# [Extract to read]

On Wed 15-04-20 04:34:56, Paul Furtado wrote:
> > You can either try to use cgroup v2 which has much better memcg aware dirty
> > throttling implementation so such a large amount of dirty pages doesn't
> > accumulate in the first place
> 
> I'd love to use cgroup v2, however this is docker + kubernetes so that
> would require a lot of changes on our end to make happen, given how
> recently container runtimes gained cgroup v2 support.
> 
> > I pressume you are using defaults for
> > /proc/sys/vm/dirty_{background_}ratio which is a percentage of the
> > available memory. I would recommend using their resp. *_bytes
> > alternatives and use something like 500M for background and 800M for
> > dirty_bytes.
> 
> We're using the defaults right now, however, given that this is a
> containerized environment, it's problematic to set these values too
> low system-wide since the containers all have dedicated volumes with
> varying performance (from as low as 100MB/sec to gigabyes). Looking
> around, I see that there were patches in the past to set per-cgroup
> vm.dirty settings, however it doesn't look like those ever made it
> into the kernel unless I'm missing something.

I am not aware of that work for memcg v1.

> In practice, maybe 500M
> and 800M wouldn't be so bad though and may improve latency in other
> ways. The other problem is that this also sets an upper bound on the
> minimum container size for anything that does do IO.

Well this would be a conservative approach but most allocations will
simply be throttled during reclaim. It is the restricted memory reclaim
context that is the bummer here. I have already brought up why this is
the case in the generic write(2) system call path [1]. Maybe we can
reduce the amount of NOFS requests.

> That said, I'll
> still I'll tune these settings in our infrastructure and see how
> things go, but it sounds like something should be done inside the
> kernel to help this situation, since it's so easy to trigger, but
> looking at the threads that led to the commits you referenced, I can
> see that this is complicated.

# [Recorded information]
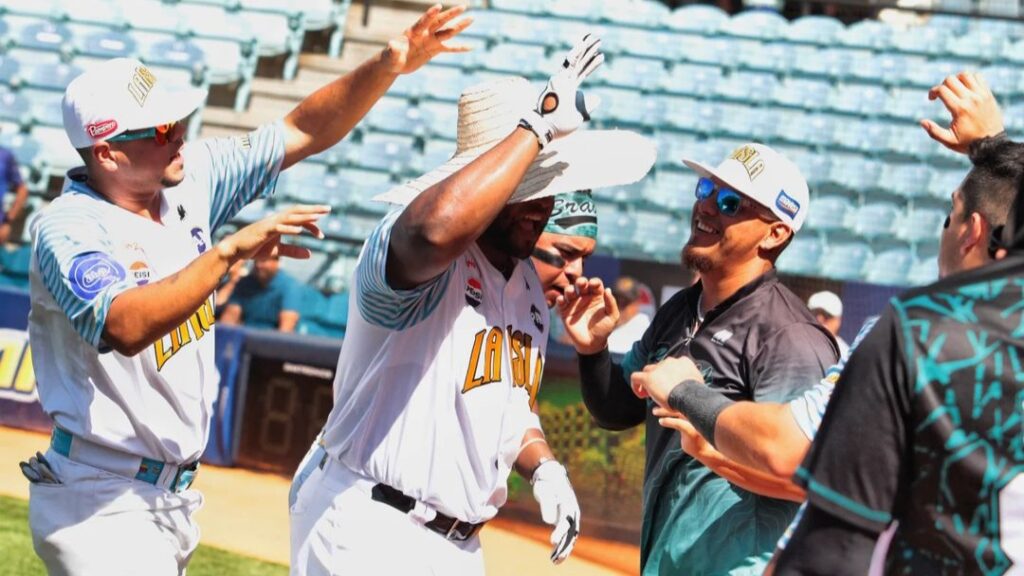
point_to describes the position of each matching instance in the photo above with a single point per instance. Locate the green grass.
(19, 560)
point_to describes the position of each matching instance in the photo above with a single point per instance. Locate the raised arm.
(975, 113)
(328, 115)
(441, 222)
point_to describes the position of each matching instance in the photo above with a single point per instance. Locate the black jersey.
(925, 427)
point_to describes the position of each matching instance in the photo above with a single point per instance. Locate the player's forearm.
(750, 479)
(139, 317)
(607, 395)
(532, 452)
(762, 436)
(442, 221)
(329, 115)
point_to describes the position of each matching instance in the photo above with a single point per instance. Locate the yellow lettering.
(26, 380)
(10, 357)
(162, 355)
(471, 379)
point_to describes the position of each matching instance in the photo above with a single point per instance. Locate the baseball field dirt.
(246, 512)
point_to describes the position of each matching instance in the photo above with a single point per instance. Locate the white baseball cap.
(765, 176)
(122, 94)
(827, 302)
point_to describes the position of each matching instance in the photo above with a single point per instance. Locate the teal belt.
(150, 470)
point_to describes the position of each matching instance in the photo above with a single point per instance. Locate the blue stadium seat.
(890, 266)
(13, 106)
(801, 256)
(806, 93)
(830, 213)
(699, 19)
(944, 181)
(877, 219)
(924, 272)
(858, 98)
(690, 80)
(844, 260)
(739, 86)
(926, 41)
(760, 25)
(869, 34)
(921, 223)
(977, 46)
(817, 30)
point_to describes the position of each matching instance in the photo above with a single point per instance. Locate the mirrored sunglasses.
(160, 133)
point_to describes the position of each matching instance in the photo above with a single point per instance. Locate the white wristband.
(537, 124)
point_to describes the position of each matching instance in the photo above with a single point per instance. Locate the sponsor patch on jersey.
(92, 272)
(721, 336)
(787, 204)
(101, 128)
(199, 239)
(535, 315)
(139, 273)
(474, 292)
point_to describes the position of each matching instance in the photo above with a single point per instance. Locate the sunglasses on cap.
(729, 201)
(160, 133)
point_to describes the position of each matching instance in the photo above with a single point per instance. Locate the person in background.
(633, 319)
(10, 180)
(266, 298)
(827, 307)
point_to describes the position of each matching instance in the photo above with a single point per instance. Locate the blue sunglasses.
(729, 201)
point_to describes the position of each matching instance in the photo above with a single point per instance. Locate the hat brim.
(584, 160)
(169, 105)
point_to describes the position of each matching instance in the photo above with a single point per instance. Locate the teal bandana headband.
(574, 214)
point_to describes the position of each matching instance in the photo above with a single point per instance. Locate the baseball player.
(446, 340)
(122, 316)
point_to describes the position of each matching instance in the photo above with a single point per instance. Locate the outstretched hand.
(262, 239)
(973, 107)
(590, 314)
(425, 39)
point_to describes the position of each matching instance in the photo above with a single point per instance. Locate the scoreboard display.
(284, 402)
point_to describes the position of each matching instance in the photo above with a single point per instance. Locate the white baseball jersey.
(86, 251)
(434, 384)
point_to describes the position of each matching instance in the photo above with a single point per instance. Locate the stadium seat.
(869, 34)
(876, 219)
(699, 19)
(759, 25)
(924, 272)
(816, 30)
(921, 223)
(829, 213)
(844, 260)
(801, 256)
(890, 266)
(690, 80)
(806, 93)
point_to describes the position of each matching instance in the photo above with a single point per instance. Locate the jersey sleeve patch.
(91, 273)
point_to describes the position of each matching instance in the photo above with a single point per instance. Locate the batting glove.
(562, 108)
(558, 506)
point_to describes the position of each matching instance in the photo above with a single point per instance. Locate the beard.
(694, 260)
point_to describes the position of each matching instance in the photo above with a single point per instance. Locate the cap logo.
(100, 129)
(141, 83)
(749, 157)
(786, 204)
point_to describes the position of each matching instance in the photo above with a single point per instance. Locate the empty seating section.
(843, 101)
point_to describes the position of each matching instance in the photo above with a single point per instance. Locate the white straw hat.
(122, 94)
(583, 160)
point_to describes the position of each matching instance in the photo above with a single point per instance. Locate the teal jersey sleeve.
(76, 263)
(238, 169)
(378, 302)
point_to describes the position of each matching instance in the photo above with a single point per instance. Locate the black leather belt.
(451, 528)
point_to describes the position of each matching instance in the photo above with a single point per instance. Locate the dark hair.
(990, 187)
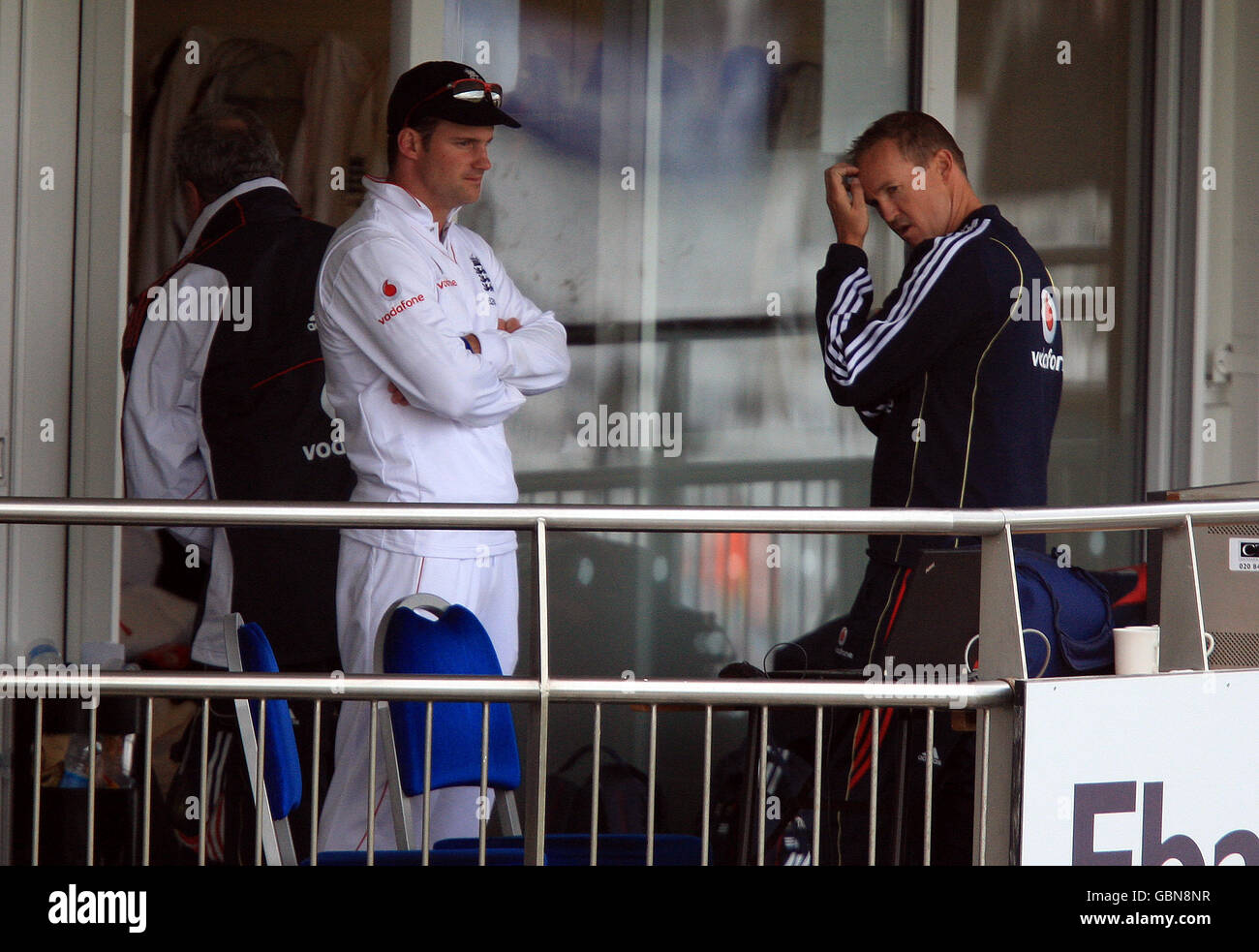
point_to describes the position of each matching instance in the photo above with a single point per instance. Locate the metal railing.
(999, 632)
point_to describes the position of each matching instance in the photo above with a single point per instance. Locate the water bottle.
(77, 764)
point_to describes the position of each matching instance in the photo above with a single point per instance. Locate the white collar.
(399, 198)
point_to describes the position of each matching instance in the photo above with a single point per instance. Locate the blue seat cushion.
(456, 644)
(282, 770)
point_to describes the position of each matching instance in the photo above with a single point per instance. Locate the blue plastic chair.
(454, 642)
(250, 650)
(451, 642)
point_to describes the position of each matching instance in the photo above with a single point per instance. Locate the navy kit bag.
(1066, 622)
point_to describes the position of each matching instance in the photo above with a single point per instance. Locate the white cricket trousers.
(368, 581)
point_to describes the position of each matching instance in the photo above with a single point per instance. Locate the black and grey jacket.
(958, 374)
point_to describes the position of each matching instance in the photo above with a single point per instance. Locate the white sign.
(1244, 554)
(1140, 771)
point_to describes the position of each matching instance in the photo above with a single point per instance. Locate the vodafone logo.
(1048, 314)
(399, 307)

# [Given exercise]
Print the part of the mailing-list reply that starts with the words containing "Well this would" and ends with "of NOFS requests.". You won't need the entries for this.

# [Task solution]
Well this would be a conservative approach but most allocations will
simply be throttled during reclaim. It is the restricted memory reclaim
context that is the bummer here. I have already brought up why this is
the case in the generic write(2) system call path [1]. Maybe we can
reduce the amount of NOFS requests.